» **短い課題 1**:
デビルマン第一話の紹介文によると、尖兵としてゼノンに選ばれたデーモンは誰ですか。
» **短い課題 2**:
デビルマン第一話の紹介文を、最後の文の後から書き継いでください。

» **文書の一節**:
%%

◇REVIEW◇

DEVILMAN

 1972年7月8日 放映
第一話 「悪魔族復活」 
脚本/辻 真先 ■ 演出/勝間田具治 ■ 作画監督/小松原一男
▼STORY▼

 ヒマラヤ山脈の深部にて、魔王ゼノンの呼び声と共に、氷の中から悪魔族・デーモン一族が復活した。愚劣な人間界を叩き潰し、恐怖のどん底に陥れるため。
 その尖兵としてゼノンに選ばれたデーモンは、デビルマン、フェイラス、ダルミ。「宿木」となる登山客の高校生・不動明を父親ともども殺し、デーモン族随一の勇者として、その宿り主を決めるべく戦うデーモン達。戦いに勝利したデビルマンは、不動明の顔と身体を借り、任務遂行のために人間界へと赴く。

 しかし、不動明ことデビルマンはなかなか行動を起こそうとせず、あまつさえ居候先の娘・牧村ミキにすっかり骨抜きにされ、人間・不動明としての生活を楽しんでいる始末。業を煮やしたゼノンは、千変万化の妖怪ヘンゲを派遣して、デビルマンの真意を問い質そうとする。

%%

» **データ行**:
%%

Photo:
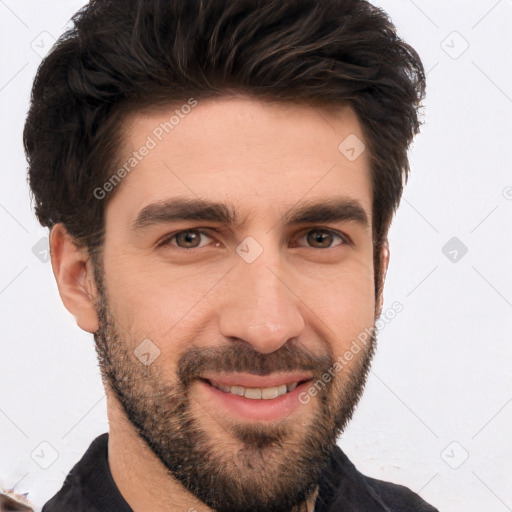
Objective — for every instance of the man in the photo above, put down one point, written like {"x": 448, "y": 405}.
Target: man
{"x": 219, "y": 178}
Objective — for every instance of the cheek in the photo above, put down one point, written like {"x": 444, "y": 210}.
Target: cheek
{"x": 156, "y": 303}
{"x": 346, "y": 304}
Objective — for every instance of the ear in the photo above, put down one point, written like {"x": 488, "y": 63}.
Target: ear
{"x": 384, "y": 262}
{"x": 74, "y": 273}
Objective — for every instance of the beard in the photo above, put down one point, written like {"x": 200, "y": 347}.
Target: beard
{"x": 258, "y": 467}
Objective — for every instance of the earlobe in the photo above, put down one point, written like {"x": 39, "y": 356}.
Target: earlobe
{"x": 74, "y": 273}
{"x": 384, "y": 262}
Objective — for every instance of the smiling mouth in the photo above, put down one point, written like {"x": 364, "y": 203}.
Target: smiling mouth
{"x": 262, "y": 393}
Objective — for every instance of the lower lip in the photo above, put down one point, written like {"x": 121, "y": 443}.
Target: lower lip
{"x": 266, "y": 410}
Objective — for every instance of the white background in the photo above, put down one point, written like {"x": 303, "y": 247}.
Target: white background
{"x": 440, "y": 389}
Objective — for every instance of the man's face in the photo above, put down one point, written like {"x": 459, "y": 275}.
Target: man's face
{"x": 265, "y": 302}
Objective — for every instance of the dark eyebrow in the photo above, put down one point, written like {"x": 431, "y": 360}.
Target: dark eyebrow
{"x": 187, "y": 209}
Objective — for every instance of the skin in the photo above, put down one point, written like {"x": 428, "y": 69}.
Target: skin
{"x": 296, "y": 296}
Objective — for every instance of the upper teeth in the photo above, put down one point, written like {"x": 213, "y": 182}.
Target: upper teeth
{"x": 257, "y": 393}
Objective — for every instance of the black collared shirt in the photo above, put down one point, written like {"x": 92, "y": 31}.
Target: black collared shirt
{"x": 89, "y": 487}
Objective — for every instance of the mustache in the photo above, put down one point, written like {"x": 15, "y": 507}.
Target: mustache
{"x": 241, "y": 357}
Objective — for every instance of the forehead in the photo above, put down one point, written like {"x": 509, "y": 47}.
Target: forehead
{"x": 261, "y": 157}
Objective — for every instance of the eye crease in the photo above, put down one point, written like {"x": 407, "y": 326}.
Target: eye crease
{"x": 311, "y": 235}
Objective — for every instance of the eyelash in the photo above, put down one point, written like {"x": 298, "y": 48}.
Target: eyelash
{"x": 167, "y": 240}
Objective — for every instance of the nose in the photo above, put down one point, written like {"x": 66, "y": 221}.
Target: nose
{"x": 261, "y": 307}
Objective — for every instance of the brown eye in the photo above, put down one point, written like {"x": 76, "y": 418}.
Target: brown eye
{"x": 320, "y": 238}
{"x": 188, "y": 239}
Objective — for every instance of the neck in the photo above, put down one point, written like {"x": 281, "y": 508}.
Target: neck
{"x": 129, "y": 457}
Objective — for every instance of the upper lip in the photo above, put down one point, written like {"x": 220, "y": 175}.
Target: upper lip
{"x": 248, "y": 380}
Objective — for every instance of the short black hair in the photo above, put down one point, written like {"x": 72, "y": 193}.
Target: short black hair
{"x": 124, "y": 55}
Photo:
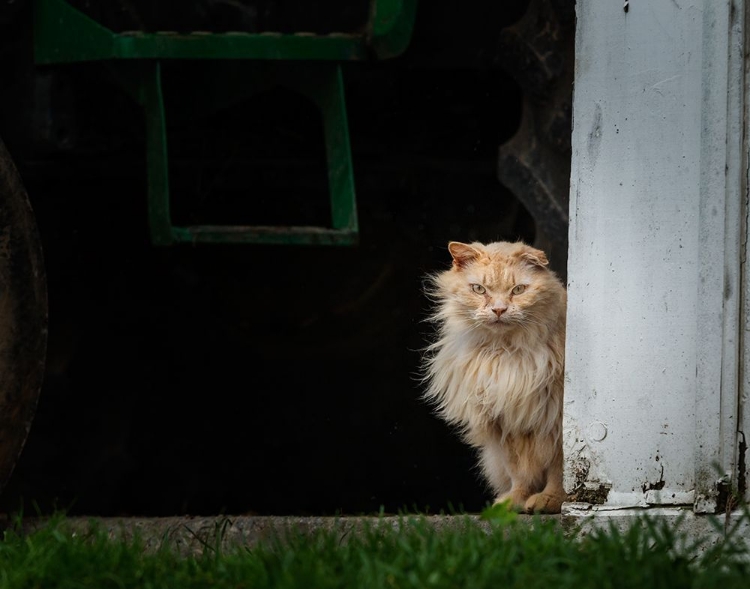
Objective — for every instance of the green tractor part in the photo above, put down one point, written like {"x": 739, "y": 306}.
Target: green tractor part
{"x": 304, "y": 62}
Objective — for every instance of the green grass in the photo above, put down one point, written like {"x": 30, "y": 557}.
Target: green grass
{"x": 506, "y": 553}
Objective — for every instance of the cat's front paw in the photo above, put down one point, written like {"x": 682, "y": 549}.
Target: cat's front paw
{"x": 515, "y": 500}
{"x": 544, "y": 503}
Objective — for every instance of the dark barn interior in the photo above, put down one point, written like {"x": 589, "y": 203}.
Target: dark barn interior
{"x": 275, "y": 379}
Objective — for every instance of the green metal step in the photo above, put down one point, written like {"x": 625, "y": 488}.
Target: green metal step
{"x": 62, "y": 34}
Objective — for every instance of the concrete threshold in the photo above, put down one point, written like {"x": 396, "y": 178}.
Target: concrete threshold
{"x": 194, "y": 535}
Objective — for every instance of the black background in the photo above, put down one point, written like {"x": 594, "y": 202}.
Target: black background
{"x": 262, "y": 379}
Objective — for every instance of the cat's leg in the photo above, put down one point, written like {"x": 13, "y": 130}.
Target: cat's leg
{"x": 493, "y": 464}
{"x": 549, "y": 499}
{"x": 501, "y": 468}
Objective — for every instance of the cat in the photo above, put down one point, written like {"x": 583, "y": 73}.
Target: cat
{"x": 495, "y": 369}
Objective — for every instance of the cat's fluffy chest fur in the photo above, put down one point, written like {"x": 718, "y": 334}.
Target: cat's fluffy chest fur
{"x": 495, "y": 369}
{"x": 482, "y": 386}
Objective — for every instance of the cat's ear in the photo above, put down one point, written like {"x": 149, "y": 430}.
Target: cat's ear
{"x": 462, "y": 253}
{"x": 534, "y": 257}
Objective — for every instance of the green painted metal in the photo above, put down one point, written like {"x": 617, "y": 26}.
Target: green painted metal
{"x": 65, "y": 35}
{"x": 62, "y": 34}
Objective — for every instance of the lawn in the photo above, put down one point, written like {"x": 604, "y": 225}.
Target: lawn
{"x": 497, "y": 550}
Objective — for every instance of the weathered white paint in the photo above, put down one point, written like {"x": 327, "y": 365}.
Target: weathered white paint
{"x": 657, "y": 197}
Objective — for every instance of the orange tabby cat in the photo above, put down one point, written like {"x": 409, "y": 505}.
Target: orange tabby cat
{"x": 496, "y": 368}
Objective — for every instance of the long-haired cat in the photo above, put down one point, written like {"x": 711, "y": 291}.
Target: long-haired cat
{"x": 496, "y": 368}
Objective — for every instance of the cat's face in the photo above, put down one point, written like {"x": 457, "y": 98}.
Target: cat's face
{"x": 499, "y": 285}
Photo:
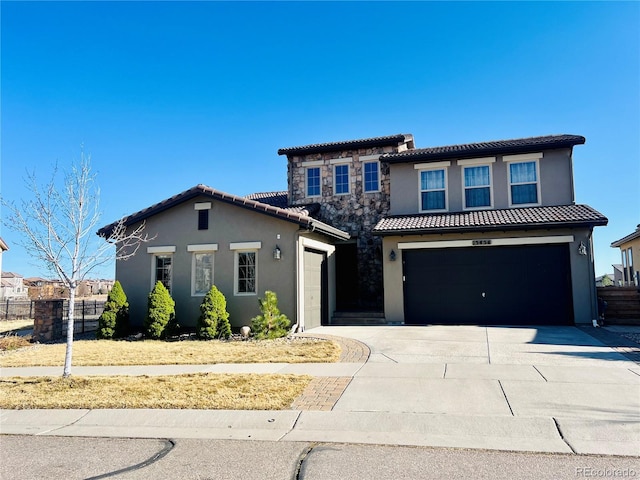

%%

» **期待される出力 1**:
デビルマン、フェイラス、ダルミです。

» **期待される出力 2**:
 学校で、クラスの自治会委員長・東大寺入郎との言い争いを、ミキの平手で止められた明は、むしゃくしゃしてバイクで学校を飛び出す。そこへヘンゲが現れ、改めて任務を説くが、明=デビルマンは「断っておくが、俺は意地っ張りで気が短いんだ。下手にせっつくと、藪蛇になるぜ」と、聞く耳を持たない。
 デビルマンが悪魔の誇りを捨てた理由が、牧村ミキにあることを突き止めたヘンゲは、牧村家を襲う。その能力を駆使し、ミキを捉え、デビルマンを追い詰めて服従を迫るヘンゲ。しかし、その行為はデビルマンの怒りに触れた。牧村家の全員が気絶したことを機会に、遂に明はデビルマンの姿に変身する。
 昼間、ヘンゲによって傷ついた脚の傷に苦しみながらも、デビルマンはデビルビームでヘンゲを倒す。

 一夜明けて、心配する牧村一家をよそに、いつもの調子で帰ってきた明に、ミキは「怖かったのよ! 明君、もう何処にも行かないで、アタシの傍にいて!」とすがる。ミキを抱きとめながら、明は改めてミキを守ることを心に誓うのだった。
 
  今のご時世なら、「地球温暖化」の影響でデーモンが甦っちゃったりするのだろうか、やっぱり。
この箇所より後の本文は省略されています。